Please write out the material that follows, exactly as it stands.

Saved data entries:
══════
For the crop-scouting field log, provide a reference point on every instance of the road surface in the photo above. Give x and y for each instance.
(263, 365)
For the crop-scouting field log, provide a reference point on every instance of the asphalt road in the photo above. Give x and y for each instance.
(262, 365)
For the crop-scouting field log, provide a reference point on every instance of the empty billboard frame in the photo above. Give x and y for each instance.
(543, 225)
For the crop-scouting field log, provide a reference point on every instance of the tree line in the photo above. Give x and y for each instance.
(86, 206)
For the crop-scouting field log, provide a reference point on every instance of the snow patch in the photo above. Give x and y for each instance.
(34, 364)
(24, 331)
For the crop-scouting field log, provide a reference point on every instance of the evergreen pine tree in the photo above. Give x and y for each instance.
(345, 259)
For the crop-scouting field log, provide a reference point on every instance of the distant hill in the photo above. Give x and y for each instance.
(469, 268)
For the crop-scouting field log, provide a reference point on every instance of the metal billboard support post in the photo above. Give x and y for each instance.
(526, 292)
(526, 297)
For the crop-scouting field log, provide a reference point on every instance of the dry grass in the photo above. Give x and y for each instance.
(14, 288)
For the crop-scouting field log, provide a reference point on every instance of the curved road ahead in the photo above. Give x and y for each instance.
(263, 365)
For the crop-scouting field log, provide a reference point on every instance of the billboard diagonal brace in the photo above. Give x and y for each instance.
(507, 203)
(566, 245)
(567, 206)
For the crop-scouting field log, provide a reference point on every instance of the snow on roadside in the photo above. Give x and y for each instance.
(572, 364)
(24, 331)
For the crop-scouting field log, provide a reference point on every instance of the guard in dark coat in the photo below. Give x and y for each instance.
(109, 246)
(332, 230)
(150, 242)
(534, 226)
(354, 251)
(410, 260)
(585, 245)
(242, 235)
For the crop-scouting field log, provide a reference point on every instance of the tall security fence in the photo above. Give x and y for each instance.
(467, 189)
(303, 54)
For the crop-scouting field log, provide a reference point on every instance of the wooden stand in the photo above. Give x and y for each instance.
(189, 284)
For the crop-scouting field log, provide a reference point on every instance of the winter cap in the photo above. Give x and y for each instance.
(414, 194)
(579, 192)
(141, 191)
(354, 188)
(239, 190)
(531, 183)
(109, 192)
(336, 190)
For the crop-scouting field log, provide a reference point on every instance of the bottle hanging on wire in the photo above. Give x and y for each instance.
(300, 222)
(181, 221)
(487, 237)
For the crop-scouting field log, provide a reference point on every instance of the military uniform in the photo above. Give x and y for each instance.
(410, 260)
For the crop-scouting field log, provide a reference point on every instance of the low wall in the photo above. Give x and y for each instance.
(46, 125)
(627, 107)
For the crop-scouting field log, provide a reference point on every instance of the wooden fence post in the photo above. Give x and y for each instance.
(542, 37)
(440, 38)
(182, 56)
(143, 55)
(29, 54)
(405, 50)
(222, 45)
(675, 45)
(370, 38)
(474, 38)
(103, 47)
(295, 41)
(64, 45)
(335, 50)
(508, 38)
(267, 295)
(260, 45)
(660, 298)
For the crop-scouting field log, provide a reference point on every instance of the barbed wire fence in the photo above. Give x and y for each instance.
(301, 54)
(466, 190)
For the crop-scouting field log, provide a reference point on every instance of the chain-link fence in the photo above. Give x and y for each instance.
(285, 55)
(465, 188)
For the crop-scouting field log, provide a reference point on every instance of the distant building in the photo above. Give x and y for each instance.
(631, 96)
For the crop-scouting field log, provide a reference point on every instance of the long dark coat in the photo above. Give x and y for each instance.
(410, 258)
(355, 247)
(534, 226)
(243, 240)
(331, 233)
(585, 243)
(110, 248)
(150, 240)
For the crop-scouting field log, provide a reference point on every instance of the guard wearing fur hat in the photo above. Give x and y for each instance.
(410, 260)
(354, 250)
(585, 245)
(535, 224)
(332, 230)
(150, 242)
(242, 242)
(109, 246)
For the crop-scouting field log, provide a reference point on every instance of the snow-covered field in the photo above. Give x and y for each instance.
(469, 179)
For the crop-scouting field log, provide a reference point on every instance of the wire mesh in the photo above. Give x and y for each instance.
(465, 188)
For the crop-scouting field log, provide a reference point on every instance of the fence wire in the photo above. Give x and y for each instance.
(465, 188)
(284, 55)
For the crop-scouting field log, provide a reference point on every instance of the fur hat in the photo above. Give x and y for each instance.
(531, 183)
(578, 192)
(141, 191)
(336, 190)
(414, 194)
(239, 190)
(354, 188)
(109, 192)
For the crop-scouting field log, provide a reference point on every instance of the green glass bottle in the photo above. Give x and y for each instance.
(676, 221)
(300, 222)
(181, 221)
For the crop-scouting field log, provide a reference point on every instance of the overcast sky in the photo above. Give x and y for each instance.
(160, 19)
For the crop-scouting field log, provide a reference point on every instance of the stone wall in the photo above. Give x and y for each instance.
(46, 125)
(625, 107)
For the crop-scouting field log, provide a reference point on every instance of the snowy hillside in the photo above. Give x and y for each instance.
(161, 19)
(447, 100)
══════
> _The reply_
For the crop-scouting field log, provide a reference point on every instance of the road surface in the photo above. Give x and y for each instance.
(263, 365)
For the crop-scouting field log, provide a reference point on every instance of the asphalt road in the photo above. Give x and y for each instance.
(262, 365)
For the crop-scouting field log, provide a reference point on every instance of the empty billboard frame in the photo above. Give x and y for each instance.
(543, 225)
For the crop-scouting field log, provide a reference point on every instance of the tree line in the photo above. Give x and y for each instance.
(86, 206)
For the crop-scouting field log, provide a reference point on every instance of the snow patch in the photo above. Give x and y for each instance.
(34, 364)
(24, 331)
For the crop-scouting field log, provide a reference point on every instance of the evergreen pine tree in the photo above. Give x and y for each instance.
(345, 259)
For the crop-scouting field log, provide a reference point on every instance of the distant hill in the photo above. Give x and y for each instance.
(469, 268)
For the crop-scouting field log, provide a reference point on every instance of the metal billboard support post in the photo above. Give x and y for each instance.
(526, 292)
(526, 297)
For the crop-scouting field log, provide a reference point on every instance of the dry grass in the photo above. Give x and y for each instance.
(14, 288)
For the crop-scouting field log, provide a reference point on every instance of the curved road ahead in the photo above. Give x and y for each instance.
(263, 365)
For the crop-scouting field log, provide a reference point on every instance of the billboard diagonal brace in the photo above. Give x and y for each instance.
(507, 203)
(566, 245)
(567, 206)
For the crop-scouting field log, provide a reference point on every instance of the snow on roadside in the photo above. Give x and y for each instance.
(572, 364)
(24, 331)
For the crop-scouting field log, provide a reference point on every instance of the guard in dark coat in the photo below. Give x and y for each instance.
(109, 246)
(332, 230)
(150, 242)
(534, 226)
(354, 251)
(410, 260)
(585, 245)
(242, 235)
For the crop-scouting field log, provide a reference point on every instance of the tall security fence in the photo above. Give x and y for each instance.
(467, 189)
(303, 54)
For the crop-scouting field log, provide a reference point on every instance of the wooden stand in the photo above. Give x and y for each instance.
(189, 284)
For the crop-scouting field log, provide a reference point on every instance of the winter cap in the photo above. Give x and y for each instance.
(414, 194)
(579, 192)
(141, 191)
(354, 188)
(239, 190)
(531, 183)
(109, 192)
(336, 190)
For the crop-scouting field log, provide a reference point on every instance of the bottle hanging on wire in the photo above. Give x and y for each instance.
(300, 222)
(181, 221)
(487, 237)
For the crop-scouting field log, provide a reference point on every instance of the military uniform in the photo above. Give x and y for each instance.
(410, 260)
For the crop-scouting field log, provide a reference point on every instance of the low wall in the photo above. Give x and y for each instance.
(46, 125)
(627, 107)
For the crop-scouting field log, provide a reference point on every instance of the wooden fence post in the photo above. Give x and y for each instance.
(542, 37)
(440, 38)
(182, 56)
(143, 55)
(29, 54)
(405, 50)
(222, 45)
(675, 45)
(370, 38)
(474, 38)
(103, 47)
(295, 41)
(64, 45)
(335, 50)
(508, 38)
(267, 295)
(260, 45)
(660, 298)
For the crop-scouting field log, provide a reference point on every instance of the barbed wire fence in the photo above. Give x and y for each instance.
(301, 54)
(466, 190)
For the crop-scouting field log, provide a reference point on every instance of the chain-link fence in the photo above. Give x and y for each instance.
(285, 55)
(465, 188)
For the crop-scouting field log, provide a reference point on every instance of the distant building in the photo above. Give x and y for each instance.
(631, 96)
For the crop-scouting field log, provide a reference point on every instance of the long dark coat in the photo above. Give x and y for each instance.
(410, 258)
(355, 247)
(534, 226)
(243, 240)
(331, 233)
(585, 243)
(110, 248)
(150, 240)
For the crop-scouting field log, provide a reference point on every instance of the guard wearing fur hat in the photo above. Give x and y for each instance.
(410, 260)
(354, 250)
(585, 245)
(535, 224)
(332, 230)
(150, 242)
(242, 242)
(109, 246)
For the crop-scouting field log, provide a reference point on every instance of the snow-covered field in the photo above. Give x and y for each instance.
(469, 179)
For the crop-scouting field log, provide a reference point on every instance of the wire mesh in the photo above. Give x and y for each instance.
(465, 188)
For the crop-scouting field log, provide a reference point on every instance of the fence wire in the photo above. Give x and y for each instance.
(465, 188)
(284, 55)
For the crop-scouting field log, provide a reference point on every instance of the fur hat in the photo above. Give x and y for each instance.
(531, 183)
(578, 192)
(141, 191)
(336, 190)
(414, 194)
(239, 190)
(354, 188)
(109, 192)
For the crop-scouting field log, provide a reference point on every instance of the green glass bottle in the photo above. Give x and y for each instance.
(676, 221)
(300, 222)
(181, 221)
For the crop-scouting field log, provide a reference point on every instance of the overcast sky in the photo above. Give x and y for each instance.
(160, 19)
For the crop-scouting field log, provide a reference point on every instance of the stone wall in the photo above. Give x and y for each instance.
(46, 125)
(625, 107)
For the crop-scouting field log, provide a reference point on every instance of the snowy hillside in the photo above. Give x and y for each instance.
(161, 19)
(447, 100)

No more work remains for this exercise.